TASK STATEMENT. Your task is to output the data exactly as it stands.
----
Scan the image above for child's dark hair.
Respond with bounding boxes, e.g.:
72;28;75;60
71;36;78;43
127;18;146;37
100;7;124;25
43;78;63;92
----
RESPONSE.
Scan the image above for child's dark hair.
Respond with bounding boxes, e.g.:
72;28;75;60
71;36;78;43
127;18;146;37
100;7;124;25
43;78;63;92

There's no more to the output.